**Teks Bacaan**:

![]() |
Samahuddin (La Ramo), Bupati Buton Tengah |
Melalui pengeras suara, saya mendengar
pengarahannya kepada sejumlah pejabat dan pegawai yang mengikuti upacara di pagi itu. Saya melihatnya begitu berwibawa, sama ketika ia memberi
sambutan. Sebagai bupati, ia tidak membual dan suka marah-marah kepada
bawahannya.
Orang yang saya saksikan di halaman
kantor Bupati itu adalah Samahuddin, atau orang-orang akrab memanggilnya dengan
nama La Ramo. Tubuhnya tinggi besar dan legam. Di awal saya menilainya
biasa-biasa saja dan mengira tak bisa membuat banyak hal untuk Buton Tengah.
Samahuddin dan wakilnya La Ntau (Alm)
terpilih melalui Pilkada tahun 2017. Pasangan itu memperoleh 27.647 suara,
sementara lawan politiknya Mansur Amila dan Saleh Ganiru hanya mendapat 20.143
suara. Masyarakat menjatuhkan pilihan kepada Samahuddin karena dirinya dianggap
sosok yang mampu menahkodai Buton Tengah. Samahuddin dipercaya sebagai figur
yang dapat membawa kepentingan masyarakat.
![]() |
Samahuddin memimpin upacara |
Sebelum menjabat bupati, di mata masyarakat Samahuddin adalah seorang pengusaha yang dermawan. Ia aktif di kegiatan-kegiatan desa dan kerap membantu masyarakat. Karena jiwa sosial itulah Samahuddin dikenal masyarakat luas, tak hanya orang-orang di Buton Tengah, tapi juga masyarakat dari daerah lain.
Padahal apa yang ia lakukan jauh
sebelum daerah itu mekar, jauh sebelum hiruk-pikuk politik, jauh sebelum
pemilihan kepala daerah di gelar di Buton Tengah. Bagi seorang Samahuddin,
kebaikan-kebaikan yang ia lakukan hanyalah untuk amal, investasi untuk di
akhirat. Kalaupun masyarakat menginginkannya menjadi seorang pemimpin,
menurutnya itu adalah bonus dari tindakan yang pernah dilakukan di masyarakat.

**Daftar yang Diberikan**:

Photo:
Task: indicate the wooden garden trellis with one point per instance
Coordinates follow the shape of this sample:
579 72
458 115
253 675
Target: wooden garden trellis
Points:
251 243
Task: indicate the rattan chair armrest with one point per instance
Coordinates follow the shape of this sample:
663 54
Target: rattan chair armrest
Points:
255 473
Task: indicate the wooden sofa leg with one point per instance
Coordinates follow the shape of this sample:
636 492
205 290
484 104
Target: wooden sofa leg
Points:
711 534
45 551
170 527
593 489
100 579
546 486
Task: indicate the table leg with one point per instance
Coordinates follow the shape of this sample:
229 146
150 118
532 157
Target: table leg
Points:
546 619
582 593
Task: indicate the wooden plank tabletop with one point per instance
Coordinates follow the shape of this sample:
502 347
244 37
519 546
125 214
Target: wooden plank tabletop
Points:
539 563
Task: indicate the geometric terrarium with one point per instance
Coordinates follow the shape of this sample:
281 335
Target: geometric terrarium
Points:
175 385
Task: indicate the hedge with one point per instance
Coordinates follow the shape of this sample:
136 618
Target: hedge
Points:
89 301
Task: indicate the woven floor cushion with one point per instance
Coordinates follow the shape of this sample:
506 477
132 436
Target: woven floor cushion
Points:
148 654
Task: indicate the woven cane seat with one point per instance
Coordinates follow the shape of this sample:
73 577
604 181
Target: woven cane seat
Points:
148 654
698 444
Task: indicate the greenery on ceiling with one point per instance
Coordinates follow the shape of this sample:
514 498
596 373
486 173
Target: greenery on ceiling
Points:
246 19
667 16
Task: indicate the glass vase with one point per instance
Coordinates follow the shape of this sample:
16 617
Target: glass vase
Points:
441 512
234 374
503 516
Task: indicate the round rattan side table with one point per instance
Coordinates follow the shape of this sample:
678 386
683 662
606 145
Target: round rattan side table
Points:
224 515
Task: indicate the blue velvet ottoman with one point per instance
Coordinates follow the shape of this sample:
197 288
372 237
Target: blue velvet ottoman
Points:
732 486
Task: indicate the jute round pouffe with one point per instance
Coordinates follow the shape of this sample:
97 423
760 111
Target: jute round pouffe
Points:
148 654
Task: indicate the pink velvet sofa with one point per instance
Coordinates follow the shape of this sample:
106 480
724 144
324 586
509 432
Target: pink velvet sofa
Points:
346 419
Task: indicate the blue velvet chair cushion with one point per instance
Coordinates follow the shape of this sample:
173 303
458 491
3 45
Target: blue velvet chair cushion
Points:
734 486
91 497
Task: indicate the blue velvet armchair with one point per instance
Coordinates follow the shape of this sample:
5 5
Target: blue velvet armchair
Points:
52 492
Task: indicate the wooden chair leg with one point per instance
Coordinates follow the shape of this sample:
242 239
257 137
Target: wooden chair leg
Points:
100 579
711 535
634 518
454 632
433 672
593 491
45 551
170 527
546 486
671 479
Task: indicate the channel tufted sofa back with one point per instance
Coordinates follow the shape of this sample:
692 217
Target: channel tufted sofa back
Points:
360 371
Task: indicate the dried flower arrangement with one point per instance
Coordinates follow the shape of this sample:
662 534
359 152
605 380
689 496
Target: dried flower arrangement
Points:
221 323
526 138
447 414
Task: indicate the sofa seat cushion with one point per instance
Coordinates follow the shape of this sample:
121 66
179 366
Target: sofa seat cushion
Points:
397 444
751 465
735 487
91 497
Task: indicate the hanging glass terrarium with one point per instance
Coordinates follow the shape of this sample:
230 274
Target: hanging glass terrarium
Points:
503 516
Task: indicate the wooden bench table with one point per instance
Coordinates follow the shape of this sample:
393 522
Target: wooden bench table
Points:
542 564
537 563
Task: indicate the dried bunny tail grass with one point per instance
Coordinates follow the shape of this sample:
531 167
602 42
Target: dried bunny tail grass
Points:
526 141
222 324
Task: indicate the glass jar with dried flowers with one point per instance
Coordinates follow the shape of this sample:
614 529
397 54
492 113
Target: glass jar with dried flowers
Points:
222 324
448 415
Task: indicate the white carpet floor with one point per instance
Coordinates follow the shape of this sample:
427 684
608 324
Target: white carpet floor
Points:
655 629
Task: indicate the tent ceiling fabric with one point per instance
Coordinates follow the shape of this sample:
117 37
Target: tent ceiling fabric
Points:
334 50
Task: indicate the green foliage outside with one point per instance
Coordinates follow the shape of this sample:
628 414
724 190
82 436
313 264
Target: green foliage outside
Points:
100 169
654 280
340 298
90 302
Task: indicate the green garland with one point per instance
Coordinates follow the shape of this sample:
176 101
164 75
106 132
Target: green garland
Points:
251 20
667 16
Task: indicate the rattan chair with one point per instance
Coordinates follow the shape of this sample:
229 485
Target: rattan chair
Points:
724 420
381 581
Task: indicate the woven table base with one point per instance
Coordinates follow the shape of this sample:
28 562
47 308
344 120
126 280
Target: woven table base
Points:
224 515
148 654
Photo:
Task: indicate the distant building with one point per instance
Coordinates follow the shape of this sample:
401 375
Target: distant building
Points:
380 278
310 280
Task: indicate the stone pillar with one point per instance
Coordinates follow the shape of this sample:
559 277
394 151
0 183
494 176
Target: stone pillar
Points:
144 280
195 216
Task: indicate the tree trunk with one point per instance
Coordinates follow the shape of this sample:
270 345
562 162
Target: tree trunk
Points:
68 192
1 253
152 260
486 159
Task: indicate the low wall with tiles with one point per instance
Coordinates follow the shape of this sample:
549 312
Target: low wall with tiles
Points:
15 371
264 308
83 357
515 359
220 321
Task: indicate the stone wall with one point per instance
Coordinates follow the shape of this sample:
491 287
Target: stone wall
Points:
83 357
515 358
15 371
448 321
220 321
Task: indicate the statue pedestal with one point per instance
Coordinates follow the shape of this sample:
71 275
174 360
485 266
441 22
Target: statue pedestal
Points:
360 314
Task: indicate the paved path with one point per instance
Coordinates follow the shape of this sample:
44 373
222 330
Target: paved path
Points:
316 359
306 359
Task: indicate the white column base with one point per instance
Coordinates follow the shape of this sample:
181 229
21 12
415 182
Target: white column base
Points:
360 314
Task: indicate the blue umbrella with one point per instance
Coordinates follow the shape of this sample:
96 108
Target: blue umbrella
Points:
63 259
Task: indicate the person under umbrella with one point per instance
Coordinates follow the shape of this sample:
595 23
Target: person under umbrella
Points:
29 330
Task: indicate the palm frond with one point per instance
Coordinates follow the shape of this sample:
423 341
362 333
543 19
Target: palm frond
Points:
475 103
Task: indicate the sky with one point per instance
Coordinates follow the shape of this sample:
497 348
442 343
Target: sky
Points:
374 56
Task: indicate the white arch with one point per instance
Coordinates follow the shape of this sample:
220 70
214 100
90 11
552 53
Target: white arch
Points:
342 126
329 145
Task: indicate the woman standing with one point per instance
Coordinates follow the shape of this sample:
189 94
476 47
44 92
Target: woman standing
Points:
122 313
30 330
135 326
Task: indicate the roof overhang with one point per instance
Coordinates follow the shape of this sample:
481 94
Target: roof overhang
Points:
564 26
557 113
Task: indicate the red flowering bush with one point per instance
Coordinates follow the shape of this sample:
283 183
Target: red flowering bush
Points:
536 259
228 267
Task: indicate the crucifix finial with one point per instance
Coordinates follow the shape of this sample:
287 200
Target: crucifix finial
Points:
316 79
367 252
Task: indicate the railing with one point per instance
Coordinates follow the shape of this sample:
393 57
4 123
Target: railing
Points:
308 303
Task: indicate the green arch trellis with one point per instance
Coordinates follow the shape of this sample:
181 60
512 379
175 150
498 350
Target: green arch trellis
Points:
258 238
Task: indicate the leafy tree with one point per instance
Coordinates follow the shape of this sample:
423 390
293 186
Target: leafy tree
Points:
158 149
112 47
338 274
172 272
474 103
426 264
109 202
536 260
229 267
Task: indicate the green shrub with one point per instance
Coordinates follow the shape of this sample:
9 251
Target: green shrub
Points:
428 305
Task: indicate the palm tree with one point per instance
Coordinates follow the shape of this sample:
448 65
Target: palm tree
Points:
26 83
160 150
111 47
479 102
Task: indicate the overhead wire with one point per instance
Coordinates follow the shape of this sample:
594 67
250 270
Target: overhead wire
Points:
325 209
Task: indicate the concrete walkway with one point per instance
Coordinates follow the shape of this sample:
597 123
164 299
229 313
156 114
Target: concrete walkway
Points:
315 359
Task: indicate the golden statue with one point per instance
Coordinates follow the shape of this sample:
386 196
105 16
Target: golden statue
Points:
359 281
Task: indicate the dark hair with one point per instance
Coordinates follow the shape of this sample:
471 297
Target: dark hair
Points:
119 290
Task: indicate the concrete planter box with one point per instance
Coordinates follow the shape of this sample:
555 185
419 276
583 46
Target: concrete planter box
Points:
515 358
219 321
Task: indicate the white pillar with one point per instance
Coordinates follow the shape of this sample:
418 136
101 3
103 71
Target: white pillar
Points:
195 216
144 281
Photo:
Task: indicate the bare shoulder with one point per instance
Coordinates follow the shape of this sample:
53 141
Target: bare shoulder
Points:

**Petunjuk dan Ketentuan**: Salin bagian teks tentang Samahuddin di atas, mulai dari "Samahuddin dan wakilnya" dan terus sampai "dari daerah lain.". Salin tanpa mengubah satu kata pun.

**Jawaban Latihan**:
Samahuddin dan wakilnya La Ntau (Alm)
terpilih melalui Pilkada tahun 2017. Pasangan itu memperoleh 27.647 suara,
sementara lawan politiknya Mansur Amila dan Saleh Ganiru hanya mendapat 20.143
suara. Masyarakat menjatuhkan pilihan kepada Samahuddin karena dirinya dianggap
sosok yang mampu menahkodai Buton Tengah. Samahuddin dipercaya sebagai figur
yang dapat membawa kepentingan masyarakat.
![]() |
Samahuddin memimpin upacara |
Sebelum menjabat bupati, di mata masyarakat Samahuddin adalah seorang pengusaha yang dermawan. Ia aktif di kegiatan-kegiatan desa dan kerap membantu masyarakat. Karena jiwa sosial itulah Samahuddin dikenal masyarakat luas, tak hanya orang-orang di Buton Tengah, tapi juga masyarakat dari daerah lain.